--- Begin ---

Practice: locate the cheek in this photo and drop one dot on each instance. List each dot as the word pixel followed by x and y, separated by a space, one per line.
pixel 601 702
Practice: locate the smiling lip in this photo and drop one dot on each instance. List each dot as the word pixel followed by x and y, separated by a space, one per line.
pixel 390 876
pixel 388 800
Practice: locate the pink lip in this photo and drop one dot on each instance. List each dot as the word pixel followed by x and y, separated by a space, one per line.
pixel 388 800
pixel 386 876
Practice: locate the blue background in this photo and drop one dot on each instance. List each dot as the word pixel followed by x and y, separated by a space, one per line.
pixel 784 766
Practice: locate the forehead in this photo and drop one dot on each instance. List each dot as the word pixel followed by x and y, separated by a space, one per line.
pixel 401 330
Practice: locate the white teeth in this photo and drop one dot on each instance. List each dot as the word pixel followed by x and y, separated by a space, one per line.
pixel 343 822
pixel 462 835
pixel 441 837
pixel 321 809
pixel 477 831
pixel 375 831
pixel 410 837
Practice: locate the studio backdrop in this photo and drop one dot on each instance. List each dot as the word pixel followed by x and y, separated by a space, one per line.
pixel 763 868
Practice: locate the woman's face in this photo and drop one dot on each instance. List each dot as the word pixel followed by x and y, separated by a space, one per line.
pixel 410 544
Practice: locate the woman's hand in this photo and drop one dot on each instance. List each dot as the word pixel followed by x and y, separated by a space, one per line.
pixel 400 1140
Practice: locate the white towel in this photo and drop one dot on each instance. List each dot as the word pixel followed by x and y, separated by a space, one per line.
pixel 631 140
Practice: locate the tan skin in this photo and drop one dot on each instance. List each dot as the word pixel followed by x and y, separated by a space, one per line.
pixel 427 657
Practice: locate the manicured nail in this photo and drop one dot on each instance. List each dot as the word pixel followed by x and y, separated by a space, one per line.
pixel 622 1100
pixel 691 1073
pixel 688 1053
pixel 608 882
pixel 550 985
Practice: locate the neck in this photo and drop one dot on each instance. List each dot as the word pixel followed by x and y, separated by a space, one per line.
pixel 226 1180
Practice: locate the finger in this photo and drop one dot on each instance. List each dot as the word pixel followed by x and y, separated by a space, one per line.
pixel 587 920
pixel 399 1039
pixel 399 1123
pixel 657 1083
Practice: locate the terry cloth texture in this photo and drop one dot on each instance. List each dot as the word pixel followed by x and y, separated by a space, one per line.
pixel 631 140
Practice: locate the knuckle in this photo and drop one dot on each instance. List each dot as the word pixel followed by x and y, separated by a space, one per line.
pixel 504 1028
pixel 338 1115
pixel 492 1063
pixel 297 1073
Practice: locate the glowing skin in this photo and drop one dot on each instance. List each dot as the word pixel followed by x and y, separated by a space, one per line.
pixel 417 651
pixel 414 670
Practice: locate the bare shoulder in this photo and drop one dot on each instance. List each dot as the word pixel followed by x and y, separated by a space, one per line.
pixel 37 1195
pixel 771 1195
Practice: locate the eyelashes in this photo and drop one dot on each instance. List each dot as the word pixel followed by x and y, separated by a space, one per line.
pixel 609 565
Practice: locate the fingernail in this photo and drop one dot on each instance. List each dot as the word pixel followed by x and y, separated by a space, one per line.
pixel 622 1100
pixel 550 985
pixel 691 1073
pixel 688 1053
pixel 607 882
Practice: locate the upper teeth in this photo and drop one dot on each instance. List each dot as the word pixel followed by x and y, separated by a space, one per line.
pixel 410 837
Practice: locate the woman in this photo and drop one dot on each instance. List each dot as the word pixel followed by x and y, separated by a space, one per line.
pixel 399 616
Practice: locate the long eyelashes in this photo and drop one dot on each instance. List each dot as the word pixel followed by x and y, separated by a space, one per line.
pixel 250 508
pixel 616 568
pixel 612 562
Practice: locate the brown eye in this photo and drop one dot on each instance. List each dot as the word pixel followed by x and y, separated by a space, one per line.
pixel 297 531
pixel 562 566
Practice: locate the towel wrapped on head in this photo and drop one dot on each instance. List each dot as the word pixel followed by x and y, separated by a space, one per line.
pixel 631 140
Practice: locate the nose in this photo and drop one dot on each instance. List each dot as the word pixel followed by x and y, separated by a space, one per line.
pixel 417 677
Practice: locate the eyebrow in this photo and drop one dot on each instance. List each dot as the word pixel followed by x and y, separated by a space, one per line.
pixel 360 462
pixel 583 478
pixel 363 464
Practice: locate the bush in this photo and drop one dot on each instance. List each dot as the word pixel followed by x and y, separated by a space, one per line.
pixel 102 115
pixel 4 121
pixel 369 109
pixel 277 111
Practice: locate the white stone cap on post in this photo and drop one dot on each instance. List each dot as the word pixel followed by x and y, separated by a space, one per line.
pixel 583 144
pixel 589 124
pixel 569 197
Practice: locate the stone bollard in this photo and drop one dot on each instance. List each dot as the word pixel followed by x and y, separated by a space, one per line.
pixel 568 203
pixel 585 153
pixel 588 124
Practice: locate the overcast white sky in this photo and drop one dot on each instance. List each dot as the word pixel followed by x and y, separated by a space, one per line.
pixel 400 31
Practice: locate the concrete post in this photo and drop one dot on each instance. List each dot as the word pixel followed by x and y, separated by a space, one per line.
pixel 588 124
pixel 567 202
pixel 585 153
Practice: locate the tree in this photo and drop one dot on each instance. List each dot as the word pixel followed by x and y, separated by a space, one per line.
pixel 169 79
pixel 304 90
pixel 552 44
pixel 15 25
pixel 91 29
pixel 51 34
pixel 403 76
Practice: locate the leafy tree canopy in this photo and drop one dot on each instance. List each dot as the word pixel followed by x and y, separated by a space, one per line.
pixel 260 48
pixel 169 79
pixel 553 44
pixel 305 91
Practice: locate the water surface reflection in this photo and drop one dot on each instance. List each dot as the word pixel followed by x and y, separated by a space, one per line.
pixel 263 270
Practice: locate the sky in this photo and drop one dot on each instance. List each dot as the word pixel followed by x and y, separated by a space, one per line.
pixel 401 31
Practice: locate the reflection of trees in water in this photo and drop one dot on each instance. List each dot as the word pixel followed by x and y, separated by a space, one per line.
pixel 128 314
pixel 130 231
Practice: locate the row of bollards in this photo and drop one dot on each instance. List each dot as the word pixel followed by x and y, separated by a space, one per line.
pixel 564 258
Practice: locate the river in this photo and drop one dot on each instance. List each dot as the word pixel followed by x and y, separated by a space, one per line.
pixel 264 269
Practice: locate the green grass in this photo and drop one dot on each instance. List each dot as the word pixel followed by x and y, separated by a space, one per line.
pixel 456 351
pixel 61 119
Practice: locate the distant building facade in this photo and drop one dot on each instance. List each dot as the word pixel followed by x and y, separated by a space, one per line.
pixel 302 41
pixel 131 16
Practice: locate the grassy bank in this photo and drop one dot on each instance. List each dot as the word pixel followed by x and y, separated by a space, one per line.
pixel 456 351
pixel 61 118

--- End ---

**Exercise goal:** Copy out the lines starting with the line containing "Practice: locate the woman's hand" and going on through the line containing "pixel 609 565", keeping every character unchanged.

**Answer to this problem:**
Practice: locate the woman's hand in this photo and drop one dot on each instance. List each dot as the word pixel followed by x and y, separated by a space, one per line.
pixel 400 1140
Practice: locate the white towel in this photo and drop one dot on each instance. List each dot as the word pixel followed by x and y, separated by a space, one per line.
pixel 631 140
Practice: locate the tan skin in this photo and drop one dot on each instance. List each dot as the word pixel followed by x and y, separated by a space, one per line.
pixel 427 657
Practice: locate the manicured nail in this photo and drop one dot on each instance. List each dot as the word pixel followed by x and y, separated by a space, one per line.
pixel 622 1100
pixel 691 1073
pixel 688 1053
pixel 608 882
pixel 550 985
Practice: locate the neck in this photo and drop one dot on each instance. List each dot as the word pixel followed by x and y, separated by a space, one per line.
pixel 226 1180
Practice: locate the finger in this photo and drop one dot on each instance. List each dot as the word pixel followed by x and y, separated by a space, one per line.
pixel 587 920
pixel 399 1039
pixel 399 1123
pixel 657 1083
Practice: locate the terry cloth texture in this photo and drop one dot on each instance. List each dot as the word pixel followed by x and y, separated by a space, one per line.
pixel 631 140
Practice: locate the knuckle in this photo and drop one dot on each instance. List each dot as the word pixel followed by x and y, separated by a space, one per line.
pixel 504 1028
pixel 338 1115
pixel 492 1063
pixel 297 1073
Practice: locate the glowing skin in this photo and drop one dot on each instance. List each dot as the word pixel followed by x and y, separated by a space, one per line.
pixel 417 651
pixel 414 670
Practice: locate the bare shoulder in this photo and drop one dot on each instance. List each dot as the word pixel followed by x and y, separated by a space, one per line.
pixel 37 1195
pixel 771 1195
Practice: locate the eyelashes in this photo and drop one dot on each instance. List each dot as the word pixel followed by x and y, separated by a space, one per line.
pixel 609 565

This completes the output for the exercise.